05 February 2014

Giving up on books

     
Thirty-six days into 2014 and I have only finished three books. I can't remember the last time I was doing this poorly with my reading plans at this time of the year. Normally January and February are very productive months. I do feel like I have a bit of an excuse. Getting ready for our house renovation has been a fairly time consuming series of tasks. (For those interested in such thing, you can keep up with house progress on Lucy's Forever Home.) But still, three books? It isn't like I don't have anything to choose from.

Low lighting conditions and a shaky arm make for a bad photo. This is the giant stack
of books I have for my TBR for the next year. With no book shelves they will remain stacked on
top of boxes of other books while we live in our temporary apartment.

Even packing most of my library into boxes and having taken up the TBR Triple Dog Dare is no excuse. I kept out at least 300 books out of storage and that is certainly enough to choose from for the next year or so. Part of my problem are the books that I am reading.

Books I just don't want to finish
Normally if I get past page 50 and still want to read something I see it to the end. But lately, eh. I have three books that I feel are just weighing me down and for no good reason.

Solar by Ian McEwan
I am hot and cold on McEwan. For a good hundred pages of this book I was hot. Then in the closing pages of Part One I just didn't like the turn it took and almost instantly lost interest in continuing. So great was my change of heart that I didn't even feel bad tossing it aside.

• • •

Exercise set:
A – Determine whether each statement below agrees with the blog post. Answer yes or no for each, and quote the deciding words of the text exactly.
(i) By the thirty-sixth day of 2014, the writer had finished only three books.
(ii) The writer kept fewer than one hundred books out of storage.
(iii) The writer felt bad about setting Solar aside.
B – Reproduce the passage of the blog post between "Thirty-six days into" and "to choose from.", inclusive, swapping "renovation" for "remodel".
C – Translate this sentence from the blog post into Spanish: "Normally January and February are very productive months."

• • •

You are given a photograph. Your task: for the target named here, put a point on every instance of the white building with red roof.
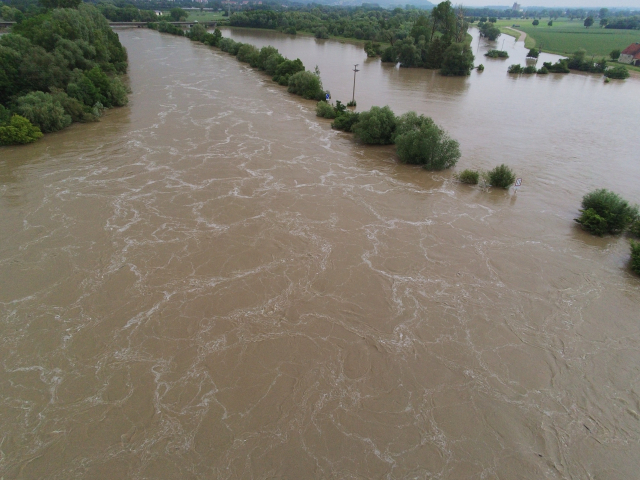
(631, 55)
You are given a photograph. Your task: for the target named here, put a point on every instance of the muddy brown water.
(211, 283)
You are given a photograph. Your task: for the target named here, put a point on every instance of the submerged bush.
(246, 53)
(420, 141)
(230, 46)
(272, 62)
(345, 121)
(468, 176)
(605, 212)
(457, 60)
(286, 69)
(323, 109)
(618, 72)
(43, 110)
(18, 130)
(501, 177)
(561, 66)
(376, 126)
(635, 257)
(264, 55)
(497, 54)
(389, 55)
(307, 85)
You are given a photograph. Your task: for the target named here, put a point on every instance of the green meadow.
(565, 36)
(204, 16)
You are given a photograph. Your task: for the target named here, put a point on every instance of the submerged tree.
(420, 141)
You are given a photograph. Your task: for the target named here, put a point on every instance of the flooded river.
(211, 283)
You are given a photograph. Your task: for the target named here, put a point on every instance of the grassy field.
(565, 37)
(204, 16)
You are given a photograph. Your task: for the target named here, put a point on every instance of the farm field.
(204, 16)
(565, 37)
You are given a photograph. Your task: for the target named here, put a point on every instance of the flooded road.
(211, 283)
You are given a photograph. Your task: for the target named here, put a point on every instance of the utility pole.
(355, 70)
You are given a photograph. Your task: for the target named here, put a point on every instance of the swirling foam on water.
(212, 283)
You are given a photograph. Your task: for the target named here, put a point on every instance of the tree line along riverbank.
(57, 67)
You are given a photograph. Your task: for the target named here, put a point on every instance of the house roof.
(633, 49)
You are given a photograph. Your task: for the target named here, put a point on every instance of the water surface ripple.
(211, 283)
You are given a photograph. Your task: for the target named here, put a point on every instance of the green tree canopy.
(458, 60)
(177, 14)
(376, 126)
(420, 141)
(42, 110)
(18, 130)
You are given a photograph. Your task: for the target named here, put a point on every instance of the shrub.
(307, 85)
(605, 212)
(389, 55)
(501, 177)
(323, 109)
(247, 53)
(420, 141)
(265, 54)
(272, 62)
(376, 126)
(321, 32)
(468, 176)
(533, 53)
(635, 256)
(372, 49)
(230, 46)
(197, 32)
(42, 110)
(345, 121)
(561, 66)
(497, 54)
(618, 72)
(287, 68)
(73, 107)
(19, 130)
(457, 60)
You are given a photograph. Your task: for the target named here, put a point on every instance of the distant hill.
(423, 4)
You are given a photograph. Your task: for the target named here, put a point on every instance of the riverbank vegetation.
(604, 212)
(415, 39)
(418, 140)
(497, 54)
(58, 67)
(289, 73)
(565, 36)
(500, 177)
(578, 61)
(635, 257)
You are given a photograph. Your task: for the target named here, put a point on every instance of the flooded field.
(211, 283)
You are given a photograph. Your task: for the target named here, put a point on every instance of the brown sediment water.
(211, 283)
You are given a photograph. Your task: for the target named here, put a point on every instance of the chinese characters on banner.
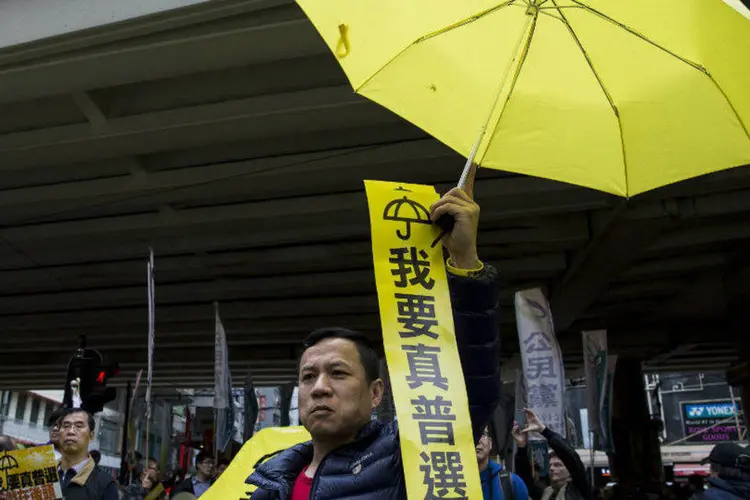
(262, 446)
(30, 474)
(437, 445)
(542, 359)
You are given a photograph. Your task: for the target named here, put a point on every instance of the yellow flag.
(30, 473)
(262, 446)
(437, 444)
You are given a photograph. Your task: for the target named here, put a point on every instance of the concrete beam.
(90, 110)
(252, 118)
(25, 21)
(162, 58)
(614, 246)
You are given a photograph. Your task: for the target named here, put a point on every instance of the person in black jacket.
(203, 478)
(730, 473)
(80, 477)
(351, 456)
(567, 474)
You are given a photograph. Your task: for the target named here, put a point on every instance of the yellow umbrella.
(621, 96)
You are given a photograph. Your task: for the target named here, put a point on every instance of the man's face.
(558, 473)
(335, 400)
(75, 434)
(206, 467)
(484, 447)
(54, 435)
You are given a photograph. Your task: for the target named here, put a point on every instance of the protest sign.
(30, 474)
(437, 445)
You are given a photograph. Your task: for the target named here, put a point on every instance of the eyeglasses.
(78, 426)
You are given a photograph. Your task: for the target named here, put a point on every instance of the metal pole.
(593, 458)
(736, 409)
(124, 446)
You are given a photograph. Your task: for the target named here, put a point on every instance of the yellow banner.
(264, 444)
(437, 445)
(30, 473)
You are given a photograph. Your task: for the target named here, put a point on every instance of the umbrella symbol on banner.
(415, 213)
(7, 462)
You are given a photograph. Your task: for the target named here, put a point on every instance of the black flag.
(251, 408)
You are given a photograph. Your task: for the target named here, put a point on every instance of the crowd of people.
(339, 387)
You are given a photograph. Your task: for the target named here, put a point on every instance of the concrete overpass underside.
(224, 136)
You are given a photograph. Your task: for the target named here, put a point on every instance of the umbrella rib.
(453, 26)
(637, 34)
(690, 63)
(525, 51)
(604, 90)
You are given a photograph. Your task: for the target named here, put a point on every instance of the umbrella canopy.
(621, 97)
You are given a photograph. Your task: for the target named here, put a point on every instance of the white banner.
(605, 407)
(151, 329)
(595, 363)
(542, 359)
(223, 387)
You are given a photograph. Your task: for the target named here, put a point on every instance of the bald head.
(7, 443)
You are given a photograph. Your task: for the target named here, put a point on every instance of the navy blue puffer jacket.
(370, 467)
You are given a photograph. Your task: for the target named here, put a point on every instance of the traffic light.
(99, 394)
(87, 376)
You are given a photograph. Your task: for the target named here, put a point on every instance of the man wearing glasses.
(80, 477)
(203, 479)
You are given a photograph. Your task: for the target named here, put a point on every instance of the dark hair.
(55, 417)
(71, 411)
(6, 443)
(202, 456)
(730, 473)
(367, 354)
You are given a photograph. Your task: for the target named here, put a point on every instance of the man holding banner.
(351, 456)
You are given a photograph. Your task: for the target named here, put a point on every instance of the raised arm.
(474, 297)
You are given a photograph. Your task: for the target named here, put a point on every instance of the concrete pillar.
(42, 409)
(13, 403)
(27, 412)
(739, 377)
(637, 457)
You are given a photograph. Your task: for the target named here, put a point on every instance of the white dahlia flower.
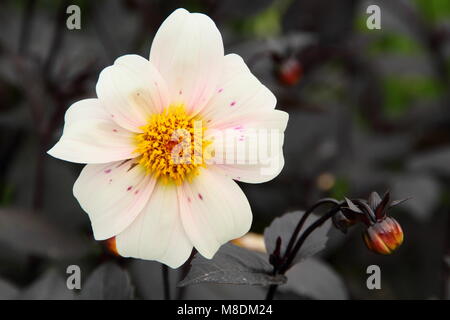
(135, 187)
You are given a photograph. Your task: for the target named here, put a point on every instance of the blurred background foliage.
(369, 110)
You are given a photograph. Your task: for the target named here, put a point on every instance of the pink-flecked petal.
(188, 52)
(132, 90)
(157, 233)
(239, 94)
(90, 136)
(214, 210)
(254, 153)
(113, 195)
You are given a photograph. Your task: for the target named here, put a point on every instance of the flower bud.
(111, 246)
(290, 72)
(384, 236)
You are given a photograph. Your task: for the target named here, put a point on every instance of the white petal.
(254, 153)
(113, 195)
(90, 136)
(131, 90)
(214, 210)
(188, 52)
(239, 94)
(157, 233)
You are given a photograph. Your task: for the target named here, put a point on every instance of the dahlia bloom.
(158, 207)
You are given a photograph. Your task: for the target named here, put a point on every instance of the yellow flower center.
(172, 145)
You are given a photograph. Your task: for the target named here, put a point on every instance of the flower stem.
(165, 271)
(305, 235)
(291, 253)
(302, 222)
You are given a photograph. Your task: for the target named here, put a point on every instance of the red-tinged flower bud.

• • •

Written answers:
A –
(i) Yes: "Thirty-six days into 2014 and I have only finished three books."
(ii) No: "I kept out at least 300 books out of storage"
(iii) No: "I didn't even feel bad tossing it aside."

B –
Thirty-six days into 2014 and I have only finished three books. I can't remember the last time I was doing this poorly with my reading plans at this time of the year. Normally January and February are very productive months. I do feel like I have a bit of an excuse. Getting ready for our house remodel has been a fairly time consuming series of tasks. (For those interested in such thing, you can keep up with house progress on Lucy's Forever Home.) But still, three books? It isn't like I don't have anything to choose from.

C – Normalmente, enero y febrero son meses muy productivos.